[Outline annotation records]
——————

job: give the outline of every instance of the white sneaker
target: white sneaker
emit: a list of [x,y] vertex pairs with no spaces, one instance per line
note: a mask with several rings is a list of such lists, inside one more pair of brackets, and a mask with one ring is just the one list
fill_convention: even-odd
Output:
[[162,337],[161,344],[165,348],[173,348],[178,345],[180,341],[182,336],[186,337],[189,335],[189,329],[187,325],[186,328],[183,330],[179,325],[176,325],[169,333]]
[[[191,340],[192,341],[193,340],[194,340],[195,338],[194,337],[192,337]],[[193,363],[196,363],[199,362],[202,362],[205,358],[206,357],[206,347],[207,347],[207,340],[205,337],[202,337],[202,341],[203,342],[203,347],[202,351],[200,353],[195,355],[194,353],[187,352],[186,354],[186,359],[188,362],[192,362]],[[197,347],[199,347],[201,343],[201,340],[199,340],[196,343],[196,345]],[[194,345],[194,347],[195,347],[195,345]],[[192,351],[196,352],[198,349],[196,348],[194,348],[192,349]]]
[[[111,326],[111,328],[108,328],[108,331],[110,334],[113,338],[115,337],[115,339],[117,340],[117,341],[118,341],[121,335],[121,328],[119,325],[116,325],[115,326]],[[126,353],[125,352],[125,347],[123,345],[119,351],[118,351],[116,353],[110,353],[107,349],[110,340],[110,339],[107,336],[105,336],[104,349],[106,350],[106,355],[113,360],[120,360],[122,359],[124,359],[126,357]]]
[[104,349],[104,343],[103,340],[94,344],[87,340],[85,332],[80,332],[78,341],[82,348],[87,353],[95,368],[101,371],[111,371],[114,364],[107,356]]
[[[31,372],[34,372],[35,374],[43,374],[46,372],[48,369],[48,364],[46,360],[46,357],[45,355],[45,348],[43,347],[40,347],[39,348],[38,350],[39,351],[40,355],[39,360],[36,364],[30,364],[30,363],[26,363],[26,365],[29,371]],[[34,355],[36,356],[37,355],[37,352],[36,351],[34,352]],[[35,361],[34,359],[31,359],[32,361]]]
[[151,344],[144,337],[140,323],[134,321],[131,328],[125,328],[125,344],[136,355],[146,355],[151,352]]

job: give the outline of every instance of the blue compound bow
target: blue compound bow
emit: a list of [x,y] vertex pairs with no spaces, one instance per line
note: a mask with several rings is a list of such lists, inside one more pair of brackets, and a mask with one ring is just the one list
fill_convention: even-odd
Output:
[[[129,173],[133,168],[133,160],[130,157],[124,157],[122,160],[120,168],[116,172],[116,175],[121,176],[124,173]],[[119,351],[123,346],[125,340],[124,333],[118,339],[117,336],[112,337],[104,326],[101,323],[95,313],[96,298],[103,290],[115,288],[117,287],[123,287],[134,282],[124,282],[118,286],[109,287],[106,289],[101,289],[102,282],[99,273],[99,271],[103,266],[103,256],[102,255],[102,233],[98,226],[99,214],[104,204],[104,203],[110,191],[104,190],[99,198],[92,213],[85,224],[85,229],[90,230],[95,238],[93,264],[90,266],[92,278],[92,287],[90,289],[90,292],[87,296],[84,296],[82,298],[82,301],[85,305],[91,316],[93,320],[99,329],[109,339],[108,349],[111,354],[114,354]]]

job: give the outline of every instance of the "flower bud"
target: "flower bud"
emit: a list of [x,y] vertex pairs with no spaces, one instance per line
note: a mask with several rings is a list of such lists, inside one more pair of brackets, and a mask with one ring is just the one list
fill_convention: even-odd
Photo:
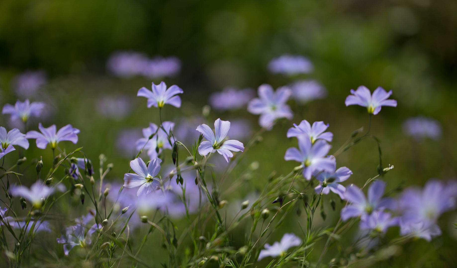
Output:
[[246,200],[241,203],[241,209],[244,209],[249,206],[249,200]]
[[24,156],[24,157],[22,157],[21,159],[17,160],[17,162],[16,162],[16,165],[20,165],[22,163],[24,163],[27,160],[27,158]]
[[141,222],[145,223],[148,222],[148,216],[141,216],[140,217],[140,219],[141,220]]
[[223,200],[219,202],[219,209],[221,209],[225,206],[225,204],[228,203],[227,200]]

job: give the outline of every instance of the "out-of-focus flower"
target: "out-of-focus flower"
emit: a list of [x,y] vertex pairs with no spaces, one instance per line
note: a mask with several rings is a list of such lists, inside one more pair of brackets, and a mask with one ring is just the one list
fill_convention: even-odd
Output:
[[97,101],[97,111],[107,118],[120,120],[133,110],[132,100],[126,96],[103,96]]
[[47,82],[45,71],[29,71],[16,76],[13,83],[18,96],[27,97],[34,95]]
[[181,98],[178,94],[183,93],[181,88],[173,85],[167,89],[165,82],[159,85],[152,83],[152,91],[143,87],[139,89],[137,96],[148,98],[148,108],[152,106],[161,108],[165,104],[170,104],[179,108],[181,107]]
[[432,237],[441,235],[441,229],[436,224],[427,224],[423,222],[405,222],[400,221],[400,234],[423,238],[430,242]]
[[[163,149],[171,150],[173,149],[172,145],[168,141],[168,136],[170,135],[170,132],[173,131],[175,123],[166,121],[162,123],[162,126],[166,130],[166,132],[164,131],[162,128],[157,130],[158,127],[157,125],[154,123],[149,123],[149,128],[143,129],[144,138],[140,138],[135,143],[137,151],[139,151],[142,148],[148,150],[148,156],[149,156],[149,159],[154,159],[157,157],[158,154],[156,148],[159,149],[159,154]],[[157,134],[149,139],[149,136],[155,134],[156,131]],[[173,137],[170,138],[170,140],[172,144],[174,143],[175,140]]]
[[327,97],[327,90],[316,80],[298,80],[290,85],[290,88],[295,100],[303,103]]
[[372,95],[365,86],[359,87],[357,90],[351,89],[351,93],[353,95],[347,96],[345,101],[346,106],[357,105],[367,107],[368,113],[377,114],[381,106],[397,107],[397,101],[387,99],[392,94],[392,91],[387,92],[381,87],[375,90]]
[[441,138],[441,124],[431,118],[418,116],[412,117],[403,123],[403,131],[408,136],[420,140],[430,138],[437,140]]
[[39,117],[44,108],[44,103],[43,103],[34,102],[31,103],[28,99],[23,103],[17,100],[14,106],[9,103],[5,104],[2,110],[2,113],[11,114],[11,121],[15,121],[20,119],[25,123],[31,116]]
[[198,146],[198,153],[202,155],[206,155],[210,153],[217,151],[228,162],[228,159],[233,156],[233,154],[230,151],[242,152],[244,149],[242,143],[234,139],[224,141],[224,139],[230,130],[230,122],[228,121],[222,121],[220,118],[216,119],[214,122],[215,136],[213,130],[207,125],[202,124],[197,127],[197,130],[203,134],[207,140],[202,142]]
[[141,136],[141,131],[139,129],[120,130],[116,141],[116,147],[120,151],[120,154],[126,158],[132,159],[132,156],[136,155],[135,143]]
[[160,170],[162,160],[155,158],[151,160],[146,168],[144,162],[139,157],[130,161],[130,167],[136,173],[126,173],[124,175],[124,186],[127,188],[139,187],[137,196],[147,195],[154,191],[159,186],[160,179],[155,176]]
[[386,208],[393,208],[395,201],[392,198],[383,198],[386,183],[378,180],[368,187],[368,198],[357,186],[352,184],[346,188],[344,196],[350,205],[341,210],[341,219],[346,221],[350,218],[363,216],[373,211]]
[[328,142],[332,141],[333,134],[331,132],[324,132],[329,127],[329,124],[325,124],[324,121],[316,121],[313,123],[313,126],[306,120],[300,122],[300,124],[293,124],[294,127],[289,129],[287,132],[287,137],[299,137],[304,136],[309,138],[311,143],[314,143],[319,139]]
[[296,247],[302,243],[302,239],[293,233],[285,233],[280,242],[277,241],[270,245],[265,244],[265,249],[260,251],[258,261],[266,257],[276,258],[287,253],[287,249],[292,247]]
[[423,190],[407,189],[400,198],[402,221],[405,224],[423,222],[424,226],[430,226],[441,214],[455,207],[456,197],[455,181],[445,183],[432,179],[427,182]]
[[54,192],[54,190],[44,185],[41,180],[38,180],[32,185],[30,189],[21,185],[14,186],[11,187],[10,191],[13,196],[24,197],[32,203],[33,206],[39,208],[42,204],[42,198],[48,198]]
[[285,54],[271,60],[268,63],[268,70],[272,73],[293,75],[311,72],[314,66],[303,56]]
[[38,128],[41,131],[40,133],[35,130],[31,130],[26,134],[27,139],[36,139],[37,147],[40,149],[45,149],[48,144],[51,144],[51,148],[55,149],[61,141],[69,140],[76,144],[78,142],[78,134],[80,130],[69,124],[57,131],[55,125],[48,128],[43,128],[41,123],[38,123]]
[[261,127],[270,130],[276,119],[285,118],[290,120],[293,117],[290,107],[286,104],[292,94],[288,88],[279,88],[275,92],[271,86],[264,84],[259,87],[258,93],[260,98],[249,102],[248,111],[260,115],[259,124]]
[[307,137],[298,137],[298,148],[291,147],[286,151],[284,160],[286,161],[294,160],[302,163],[303,176],[308,180],[311,180],[311,175],[315,171],[324,170],[332,172],[335,171],[335,158],[333,157],[326,157],[332,146],[327,142],[318,140],[312,144]]
[[141,70],[141,74],[150,79],[173,77],[179,73],[181,70],[181,61],[177,57],[157,56],[146,62]]
[[27,150],[29,143],[25,137],[25,134],[21,133],[17,129],[13,129],[7,133],[6,129],[0,127],[0,142],[2,150],[8,148],[10,145],[19,145]]
[[361,217],[359,227],[362,230],[385,233],[388,228],[399,224],[399,218],[392,217],[389,212],[374,211],[370,215],[363,214]]
[[345,166],[341,167],[335,171],[336,169],[336,162],[333,163],[334,165],[330,170],[323,171],[316,171],[313,175],[319,181],[319,185],[314,188],[316,193],[322,193],[328,195],[330,191],[337,194],[341,199],[344,199],[344,193],[346,191],[345,186],[339,184],[346,180],[352,175],[352,171]]
[[117,52],[110,56],[106,67],[114,75],[129,78],[141,73],[148,63],[143,54],[131,52]]
[[209,97],[211,107],[218,111],[236,110],[242,108],[255,96],[250,88],[238,90],[228,87],[222,92],[215,92]]

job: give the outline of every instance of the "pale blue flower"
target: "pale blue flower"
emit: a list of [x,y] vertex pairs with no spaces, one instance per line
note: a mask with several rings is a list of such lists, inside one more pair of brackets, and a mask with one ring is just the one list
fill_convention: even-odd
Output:
[[137,196],[147,195],[156,190],[160,185],[160,179],[155,177],[160,170],[162,160],[151,160],[148,167],[139,157],[130,161],[130,167],[136,173],[126,173],[124,175],[124,186],[127,188],[139,187]]
[[293,124],[294,127],[289,129],[287,132],[287,137],[299,137],[304,136],[309,138],[311,143],[314,143],[316,140],[319,139],[324,139],[328,142],[332,141],[333,139],[333,134],[331,132],[324,132],[329,127],[329,124],[325,124],[324,121],[316,121],[313,123],[313,126],[306,120],[300,122],[300,124],[297,125]]
[[218,119],[214,122],[215,135],[213,130],[207,125],[203,124],[198,126],[197,130],[203,134],[207,140],[202,142],[198,146],[198,153],[202,155],[206,155],[210,153],[214,153],[217,151],[228,162],[228,159],[233,156],[233,154],[230,151],[242,152],[244,149],[242,143],[234,139],[224,141],[224,139],[230,130],[230,122],[222,121],[220,118]]
[[303,56],[285,54],[271,60],[268,63],[268,70],[272,73],[293,75],[312,72],[314,66]]
[[39,117],[44,108],[44,103],[39,102],[30,103],[28,99],[24,102],[19,100],[16,101],[14,106],[6,103],[3,106],[2,113],[11,114],[11,121],[16,121],[20,119],[24,122],[27,122],[31,116]]
[[276,242],[273,245],[265,244],[265,249],[260,251],[258,261],[266,257],[276,258],[287,253],[290,247],[299,246],[302,239],[293,233],[285,233],[280,242]]
[[331,145],[324,140],[318,140],[313,144],[307,137],[298,137],[298,139],[299,149],[295,147],[288,149],[284,159],[301,163],[303,177],[309,180],[315,171],[335,171],[335,157],[326,157]]
[[148,98],[148,108],[152,106],[161,108],[165,104],[170,104],[179,108],[181,107],[181,98],[178,94],[182,93],[179,87],[176,85],[167,89],[165,82],[160,82],[159,85],[152,83],[152,91],[143,87],[138,91],[137,96]]
[[357,105],[367,107],[368,113],[377,114],[381,106],[397,107],[397,101],[387,99],[392,94],[392,91],[387,92],[381,87],[375,90],[372,95],[365,86],[359,87],[357,90],[351,89],[351,93],[353,95],[350,95],[346,98],[346,106]]
[[[164,131],[162,128],[157,130],[157,125],[154,123],[149,123],[149,127],[143,129],[143,138],[141,138],[135,143],[137,150],[139,151],[142,148],[148,151],[148,156],[149,159],[154,159],[157,157],[158,154],[156,148],[159,149],[159,153],[160,154],[165,149],[172,149],[175,139],[173,137],[170,137],[171,144],[168,141],[168,137],[173,131],[175,127],[175,123],[172,122],[166,121],[162,123],[162,126],[166,130]],[[149,136],[157,131],[157,134],[152,139],[149,139]]]
[[51,144],[51,148],[57,148],[58,143],[64,140],[71,141],[74,144],[78,142],[78,134],[80,130],[69,124],[57,131],[55,125],[48,128],[43,128],[41,123],[38,124],[38,128],[41,133],[32,130],[26,134],[27,139],[36,139],[37,147],[40,149],[45,149],[48,144]]
[[293,117],[293,113],[289,105],[286,104],[292,94],[287,87],[279,88],[275,92],[268,84],[259,87],[259,97],[251,100],[248,104],[248,111],[254,114],[260,114],[259,124],[270,130],[275,121],[280,118],[289,120]]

——————

Show each line of the records that contains the word "every". Treat uppercase and lowercase as different.

job: give the outline of every instance of the white sneaker
job: give the outline of every instance of the blue compound bow
job: give the outline of every instance of the "flower bud"
job: give the outline of every instance of the "out-of-focus flower"
job: give the outline of every instance of the "pale blue flower"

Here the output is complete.